>>>

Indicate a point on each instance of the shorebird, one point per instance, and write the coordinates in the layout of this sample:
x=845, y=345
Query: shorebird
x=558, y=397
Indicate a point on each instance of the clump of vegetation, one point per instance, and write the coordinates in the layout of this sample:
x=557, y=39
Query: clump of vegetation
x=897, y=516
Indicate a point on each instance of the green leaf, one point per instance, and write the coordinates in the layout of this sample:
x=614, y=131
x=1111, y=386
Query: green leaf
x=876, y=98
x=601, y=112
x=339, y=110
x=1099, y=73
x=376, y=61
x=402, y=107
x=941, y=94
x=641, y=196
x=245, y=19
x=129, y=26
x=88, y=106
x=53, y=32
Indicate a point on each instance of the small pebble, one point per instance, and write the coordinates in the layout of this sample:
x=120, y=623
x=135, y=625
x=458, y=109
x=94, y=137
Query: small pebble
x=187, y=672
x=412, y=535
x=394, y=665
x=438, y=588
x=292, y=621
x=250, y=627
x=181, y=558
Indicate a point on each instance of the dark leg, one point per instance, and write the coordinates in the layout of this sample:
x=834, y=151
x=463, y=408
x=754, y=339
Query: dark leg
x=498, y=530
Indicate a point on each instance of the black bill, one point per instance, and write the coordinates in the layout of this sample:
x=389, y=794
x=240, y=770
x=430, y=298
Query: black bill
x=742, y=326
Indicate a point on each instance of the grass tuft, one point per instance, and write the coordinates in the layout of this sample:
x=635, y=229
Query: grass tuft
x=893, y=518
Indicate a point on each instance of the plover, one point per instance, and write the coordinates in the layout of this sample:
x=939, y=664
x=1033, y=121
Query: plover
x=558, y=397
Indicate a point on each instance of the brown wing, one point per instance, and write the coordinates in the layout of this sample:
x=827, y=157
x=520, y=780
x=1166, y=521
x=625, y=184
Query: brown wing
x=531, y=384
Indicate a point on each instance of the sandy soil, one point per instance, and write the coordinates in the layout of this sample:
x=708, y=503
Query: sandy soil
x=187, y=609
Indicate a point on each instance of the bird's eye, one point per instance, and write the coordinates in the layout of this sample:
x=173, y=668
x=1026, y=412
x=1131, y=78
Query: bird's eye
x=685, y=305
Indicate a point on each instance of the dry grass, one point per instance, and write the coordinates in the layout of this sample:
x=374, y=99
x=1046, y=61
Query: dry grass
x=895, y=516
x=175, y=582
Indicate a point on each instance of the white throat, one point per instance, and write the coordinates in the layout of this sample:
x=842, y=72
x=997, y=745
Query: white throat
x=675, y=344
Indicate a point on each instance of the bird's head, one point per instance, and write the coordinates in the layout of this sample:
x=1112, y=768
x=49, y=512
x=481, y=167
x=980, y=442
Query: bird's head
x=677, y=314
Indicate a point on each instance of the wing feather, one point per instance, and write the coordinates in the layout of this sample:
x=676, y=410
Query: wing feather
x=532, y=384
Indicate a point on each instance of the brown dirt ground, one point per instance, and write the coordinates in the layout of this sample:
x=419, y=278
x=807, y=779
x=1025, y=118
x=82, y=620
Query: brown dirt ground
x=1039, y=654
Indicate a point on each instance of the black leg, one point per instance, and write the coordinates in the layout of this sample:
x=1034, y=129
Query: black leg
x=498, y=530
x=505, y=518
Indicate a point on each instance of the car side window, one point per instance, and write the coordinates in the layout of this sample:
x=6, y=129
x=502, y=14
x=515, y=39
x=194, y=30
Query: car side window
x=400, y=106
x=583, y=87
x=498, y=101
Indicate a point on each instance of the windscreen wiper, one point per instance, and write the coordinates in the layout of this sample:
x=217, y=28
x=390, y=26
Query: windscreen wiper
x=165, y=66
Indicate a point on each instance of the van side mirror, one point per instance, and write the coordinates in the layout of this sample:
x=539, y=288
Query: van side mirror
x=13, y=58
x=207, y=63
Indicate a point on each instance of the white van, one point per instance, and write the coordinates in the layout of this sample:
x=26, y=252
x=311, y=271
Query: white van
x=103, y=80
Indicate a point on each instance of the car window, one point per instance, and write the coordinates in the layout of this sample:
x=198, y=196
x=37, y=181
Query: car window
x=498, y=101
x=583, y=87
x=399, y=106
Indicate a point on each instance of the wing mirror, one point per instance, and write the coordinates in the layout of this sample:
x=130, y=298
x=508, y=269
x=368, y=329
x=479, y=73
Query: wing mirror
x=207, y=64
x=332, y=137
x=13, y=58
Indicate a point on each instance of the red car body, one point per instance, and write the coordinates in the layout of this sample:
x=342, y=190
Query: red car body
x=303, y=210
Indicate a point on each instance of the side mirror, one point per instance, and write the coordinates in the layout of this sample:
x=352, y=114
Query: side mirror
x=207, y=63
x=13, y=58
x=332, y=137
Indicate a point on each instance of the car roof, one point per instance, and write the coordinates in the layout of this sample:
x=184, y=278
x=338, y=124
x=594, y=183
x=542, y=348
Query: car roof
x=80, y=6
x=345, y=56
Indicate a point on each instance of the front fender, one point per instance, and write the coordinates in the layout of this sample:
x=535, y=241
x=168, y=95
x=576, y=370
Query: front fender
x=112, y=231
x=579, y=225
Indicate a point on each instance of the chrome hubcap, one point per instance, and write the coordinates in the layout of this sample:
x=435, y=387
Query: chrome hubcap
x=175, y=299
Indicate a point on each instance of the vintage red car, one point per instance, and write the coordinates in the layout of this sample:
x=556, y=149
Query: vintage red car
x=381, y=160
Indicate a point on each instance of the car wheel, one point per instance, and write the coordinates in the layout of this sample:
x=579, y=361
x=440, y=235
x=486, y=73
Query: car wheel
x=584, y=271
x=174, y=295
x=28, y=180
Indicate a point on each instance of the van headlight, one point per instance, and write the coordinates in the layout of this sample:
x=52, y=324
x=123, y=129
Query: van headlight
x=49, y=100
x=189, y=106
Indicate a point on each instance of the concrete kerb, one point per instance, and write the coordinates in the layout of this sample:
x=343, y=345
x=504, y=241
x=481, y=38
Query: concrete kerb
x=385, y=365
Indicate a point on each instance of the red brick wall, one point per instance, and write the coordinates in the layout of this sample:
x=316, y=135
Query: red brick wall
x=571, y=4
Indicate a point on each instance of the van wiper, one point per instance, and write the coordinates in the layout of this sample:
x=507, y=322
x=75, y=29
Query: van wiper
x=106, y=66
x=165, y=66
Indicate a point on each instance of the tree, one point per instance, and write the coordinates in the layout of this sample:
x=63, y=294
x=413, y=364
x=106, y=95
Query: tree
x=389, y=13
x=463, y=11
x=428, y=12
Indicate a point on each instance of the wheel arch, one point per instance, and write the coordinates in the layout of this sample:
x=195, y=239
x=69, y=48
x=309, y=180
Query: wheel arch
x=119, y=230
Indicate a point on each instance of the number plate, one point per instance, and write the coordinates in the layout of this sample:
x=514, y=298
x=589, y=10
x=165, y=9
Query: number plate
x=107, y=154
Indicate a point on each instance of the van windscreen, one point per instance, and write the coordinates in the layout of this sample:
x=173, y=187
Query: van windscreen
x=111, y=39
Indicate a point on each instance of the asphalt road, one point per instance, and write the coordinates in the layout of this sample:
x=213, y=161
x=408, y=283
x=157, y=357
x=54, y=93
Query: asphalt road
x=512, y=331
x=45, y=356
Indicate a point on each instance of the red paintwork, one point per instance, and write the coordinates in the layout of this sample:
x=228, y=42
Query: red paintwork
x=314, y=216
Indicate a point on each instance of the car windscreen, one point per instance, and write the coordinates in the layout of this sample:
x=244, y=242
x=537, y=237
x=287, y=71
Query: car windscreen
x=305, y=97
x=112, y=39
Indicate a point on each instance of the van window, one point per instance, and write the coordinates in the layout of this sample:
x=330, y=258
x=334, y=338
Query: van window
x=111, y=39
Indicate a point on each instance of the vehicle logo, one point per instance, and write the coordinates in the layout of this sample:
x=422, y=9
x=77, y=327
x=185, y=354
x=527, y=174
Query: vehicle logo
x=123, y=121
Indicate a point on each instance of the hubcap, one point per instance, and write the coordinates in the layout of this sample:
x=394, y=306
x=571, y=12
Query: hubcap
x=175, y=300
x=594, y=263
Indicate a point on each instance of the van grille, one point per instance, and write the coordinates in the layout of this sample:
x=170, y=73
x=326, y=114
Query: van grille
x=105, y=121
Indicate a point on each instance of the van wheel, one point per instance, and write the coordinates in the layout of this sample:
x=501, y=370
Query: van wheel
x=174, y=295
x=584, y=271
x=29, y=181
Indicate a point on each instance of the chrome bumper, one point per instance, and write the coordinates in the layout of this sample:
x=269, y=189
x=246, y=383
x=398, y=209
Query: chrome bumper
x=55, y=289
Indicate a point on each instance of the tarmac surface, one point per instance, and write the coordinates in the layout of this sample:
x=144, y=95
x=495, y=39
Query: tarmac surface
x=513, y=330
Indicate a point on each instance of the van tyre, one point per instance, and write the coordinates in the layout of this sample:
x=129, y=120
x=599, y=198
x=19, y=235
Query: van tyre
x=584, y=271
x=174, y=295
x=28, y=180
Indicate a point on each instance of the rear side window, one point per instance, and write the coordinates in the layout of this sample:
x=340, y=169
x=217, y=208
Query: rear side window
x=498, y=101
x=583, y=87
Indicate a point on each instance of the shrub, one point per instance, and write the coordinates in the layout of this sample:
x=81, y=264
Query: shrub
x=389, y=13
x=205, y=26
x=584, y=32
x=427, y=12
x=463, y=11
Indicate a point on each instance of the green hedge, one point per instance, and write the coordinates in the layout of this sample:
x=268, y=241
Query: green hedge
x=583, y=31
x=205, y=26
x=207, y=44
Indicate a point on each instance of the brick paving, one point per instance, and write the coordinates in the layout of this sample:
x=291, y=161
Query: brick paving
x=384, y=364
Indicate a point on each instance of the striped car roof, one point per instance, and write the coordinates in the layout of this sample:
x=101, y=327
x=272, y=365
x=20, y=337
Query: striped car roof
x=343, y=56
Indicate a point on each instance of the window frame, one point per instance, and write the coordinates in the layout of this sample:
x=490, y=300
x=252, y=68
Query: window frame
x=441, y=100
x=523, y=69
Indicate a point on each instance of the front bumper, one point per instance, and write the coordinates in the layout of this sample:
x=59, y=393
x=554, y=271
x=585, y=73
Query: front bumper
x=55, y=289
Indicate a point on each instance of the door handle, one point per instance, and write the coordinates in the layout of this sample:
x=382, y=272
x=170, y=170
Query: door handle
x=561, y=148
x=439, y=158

<<<
>>>

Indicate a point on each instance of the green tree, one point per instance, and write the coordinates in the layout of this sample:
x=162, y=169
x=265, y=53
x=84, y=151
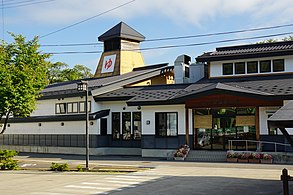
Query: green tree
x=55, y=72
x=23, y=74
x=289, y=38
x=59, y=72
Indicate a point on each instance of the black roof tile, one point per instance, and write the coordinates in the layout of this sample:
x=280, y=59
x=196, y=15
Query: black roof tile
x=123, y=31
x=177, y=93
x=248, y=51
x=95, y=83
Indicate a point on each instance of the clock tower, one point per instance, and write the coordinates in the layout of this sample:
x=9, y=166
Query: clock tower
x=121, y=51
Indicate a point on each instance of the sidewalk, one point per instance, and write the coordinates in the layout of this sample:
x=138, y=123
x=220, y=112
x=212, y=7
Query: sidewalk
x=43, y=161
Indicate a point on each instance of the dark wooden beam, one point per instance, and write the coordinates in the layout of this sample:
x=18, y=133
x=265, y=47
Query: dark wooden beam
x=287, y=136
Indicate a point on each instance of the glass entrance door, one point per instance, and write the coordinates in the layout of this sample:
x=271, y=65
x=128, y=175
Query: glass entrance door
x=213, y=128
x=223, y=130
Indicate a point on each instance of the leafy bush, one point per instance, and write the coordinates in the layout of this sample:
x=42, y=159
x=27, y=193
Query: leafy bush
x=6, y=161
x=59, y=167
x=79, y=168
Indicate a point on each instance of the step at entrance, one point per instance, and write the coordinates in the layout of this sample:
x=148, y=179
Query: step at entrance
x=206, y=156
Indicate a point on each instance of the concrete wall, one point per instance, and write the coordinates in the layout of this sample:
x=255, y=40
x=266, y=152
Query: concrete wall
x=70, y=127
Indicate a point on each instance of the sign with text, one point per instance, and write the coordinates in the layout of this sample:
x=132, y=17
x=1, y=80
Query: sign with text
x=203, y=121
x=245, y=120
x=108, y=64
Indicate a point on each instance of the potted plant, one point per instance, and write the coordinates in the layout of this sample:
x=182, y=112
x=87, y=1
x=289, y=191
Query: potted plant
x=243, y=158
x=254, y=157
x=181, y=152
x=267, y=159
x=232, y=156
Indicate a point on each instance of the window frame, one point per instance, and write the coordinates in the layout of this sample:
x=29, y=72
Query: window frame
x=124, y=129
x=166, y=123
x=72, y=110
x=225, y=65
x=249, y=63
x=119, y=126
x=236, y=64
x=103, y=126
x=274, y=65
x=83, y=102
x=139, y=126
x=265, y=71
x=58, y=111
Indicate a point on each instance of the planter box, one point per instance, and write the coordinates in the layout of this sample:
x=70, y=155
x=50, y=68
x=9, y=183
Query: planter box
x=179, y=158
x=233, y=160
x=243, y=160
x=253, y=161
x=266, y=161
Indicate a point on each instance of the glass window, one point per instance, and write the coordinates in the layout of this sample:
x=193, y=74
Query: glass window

<<<

**Task item:** Whatever else the listing above holds, retype exactly only the lines from the one containing "x=834, y=151" to the one containing "Indicate a point on each instance of the brown wing, one", both ends kept.

**Answer area:**
x=834, y=151
x=463, y=408
x=754, y=339
Query: dark leg
x=498, y=530
Indicate a point on each instance of the black bill, one point per instance, and write the coordinates in the layout of this sample:
x=389, y=794
x=240, y=770
x=430, y=298
Query: black bill
x=742, y=326
Indicate a point on each instance of the grass tuft, one point per instance, and write the coordinates in the layout of this sample:
x=635, y=229
Query: grass tuft
x=893, y=518
Indicate a point on each instance of the plover, one point per instance, and write the coordinates in the layout of this sample:
x=939, y=664
x=1033, y=121
Query: plover
x=558, y=397
Indicate a point on each instance of the brown wing, one point per instance, and write the coordinates in the layout of this sample:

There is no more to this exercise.